> _Supplied passage_
Heat wave-induced microbial thermal trait adaptation and its reversal in the Subarctic

Dániel Tájmel*, Carla Cruz-Paredes, Johannes Rousk

*Corresponding author

Publikation: Bidrag til tidsskriftTidsskriftartikelForskningpeer review

Abstract

Climate change predictions suggest that arctic and subarctic ecosystems will be particularly affected by rising temperatures and extreme weather events, including severe heat waves. Temperature is one of the most important environmental factors controlling and regulating microbial decomposition in soils; therefore, it is critical to understand its impact on soil microorganisms and their feedback to climate warming. We conducted a warming experiment in a subarctic birch forest in North Sweden to test the effects of summer heat waves on the thermal trait distributions that define the temperature dependences for microbial growth and respiration. We also determined the microbial temperature dependences 10 and 12 months after the heat wave simulation had ended to investigate the persistence of the thermal trait shifts. As a result of warming, the bacterial growth temperature dependence shifted to become warm-adapted, with a similar trend for fungal growth. For respiration, there was no shift in the temperature dependence. The shifts in thermal traits were not accompanied by changes in α- or β-diversity of the microbial community. Warming increased the fungal-to-bacterial growth ratio by 33% and decreased the microbial carbon use efficiency by 35%, and both these effects were caused by the reduction in moisture the warming treatments caused, while there was no evidence that substrate depletion had altered microbial processes. The warm-shifted bacterial thermal traits were partially restored within one winter but only fully recovered to match ambient conditions after 1 year. To conclude, a summer heat wave in the Subarctic resulted in (i) shifts in microbial thermal trait distributions; (ii) lower microbial process rates caused by decreased moisture, not substrate depletion; and (iii) no detectable link between the microbial thermal trait shifts and community composition changes.

> _Dataset content_

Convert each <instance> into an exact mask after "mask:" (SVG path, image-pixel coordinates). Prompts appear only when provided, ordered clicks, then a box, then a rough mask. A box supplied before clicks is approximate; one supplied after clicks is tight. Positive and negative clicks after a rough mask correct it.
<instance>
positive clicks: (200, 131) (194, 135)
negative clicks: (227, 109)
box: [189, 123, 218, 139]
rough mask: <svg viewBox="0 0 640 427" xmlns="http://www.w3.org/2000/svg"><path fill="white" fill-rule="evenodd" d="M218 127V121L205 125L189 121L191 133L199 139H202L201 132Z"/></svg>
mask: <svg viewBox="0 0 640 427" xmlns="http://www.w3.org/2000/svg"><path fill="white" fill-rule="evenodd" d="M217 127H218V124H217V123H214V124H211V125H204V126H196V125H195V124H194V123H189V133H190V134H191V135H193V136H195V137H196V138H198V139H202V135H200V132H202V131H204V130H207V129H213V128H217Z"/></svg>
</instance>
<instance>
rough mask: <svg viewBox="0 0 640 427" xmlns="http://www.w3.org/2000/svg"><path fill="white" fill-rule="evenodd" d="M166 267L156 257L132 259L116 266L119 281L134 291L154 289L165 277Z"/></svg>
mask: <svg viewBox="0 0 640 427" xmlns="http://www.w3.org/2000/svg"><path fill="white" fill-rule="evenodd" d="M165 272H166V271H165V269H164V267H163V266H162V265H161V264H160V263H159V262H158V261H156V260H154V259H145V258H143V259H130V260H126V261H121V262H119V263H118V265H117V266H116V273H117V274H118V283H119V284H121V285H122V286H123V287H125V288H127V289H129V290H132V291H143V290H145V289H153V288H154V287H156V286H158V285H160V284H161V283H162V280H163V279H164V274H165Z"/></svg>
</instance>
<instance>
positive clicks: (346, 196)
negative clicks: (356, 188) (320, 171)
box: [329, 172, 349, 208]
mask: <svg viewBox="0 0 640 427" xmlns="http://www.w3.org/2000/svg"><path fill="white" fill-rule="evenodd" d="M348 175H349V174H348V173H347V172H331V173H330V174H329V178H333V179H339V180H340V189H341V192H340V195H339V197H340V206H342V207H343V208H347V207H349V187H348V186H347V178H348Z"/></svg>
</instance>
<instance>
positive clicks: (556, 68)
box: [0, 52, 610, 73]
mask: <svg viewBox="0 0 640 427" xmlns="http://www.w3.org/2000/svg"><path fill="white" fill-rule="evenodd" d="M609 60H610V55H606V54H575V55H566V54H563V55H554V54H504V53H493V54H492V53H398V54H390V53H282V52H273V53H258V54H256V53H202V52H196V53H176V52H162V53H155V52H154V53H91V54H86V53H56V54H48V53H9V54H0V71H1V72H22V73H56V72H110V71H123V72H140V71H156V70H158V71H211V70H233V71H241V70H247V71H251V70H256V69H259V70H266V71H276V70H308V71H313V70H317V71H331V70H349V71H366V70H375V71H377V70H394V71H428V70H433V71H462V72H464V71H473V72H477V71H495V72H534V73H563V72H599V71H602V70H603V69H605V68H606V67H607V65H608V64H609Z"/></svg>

> _Work item 1_
List the three numbered findings that the subarctic heat wave abstract gives in its concluding sentence.
> _Work item 2_
Carry on the subarctic heat wave abstract from its final sentence.
The records have nothing to do with the subarctic heat wave abstract.

> _Task result 1_
1. Shifts in microbial thermal trait distributions
2. Lower microbial process rates caused by decreased moisture, not substrate depletion
3. No detectable link between the microbial thermal trait shifts and community composition changes

> _Task result 2_
OriginalsprogEngelsk
Artikelnummere17032
TidsskriftGlobal Change Biology
Vol/bind30
Udgave nummer1
ISSN1354-1013
DOI
StatusUdgivet - jan. 2024
Udgivet eksterntJa

Bibliografisk note

Funding Information:
We thank the Swedish Polar Research Secretariat and SITES for the support of the work done at the Abisko Scientific Research Station. We also thank Lettice C. Hicks and Albert C. Brangarí for their help with setting up the warming experiment. SITES is supported by the Swedish Research Council (grant no. 4.3‐2021‐00164). This work was supported by grants from the Danmarks Frie Forskningsfond (DFF, grant no. 9036‐00004B), the Swedish Research Council Vetenskapsrådet (VR, grant no. 2020‐04083) and the Knut and Alice Wallenberg Foundation (grant no. KAW 2022.0175). The research contributes to the strategic research area Biodiversity and Ecosystems in a Changing Climate (BECC) at Lund University.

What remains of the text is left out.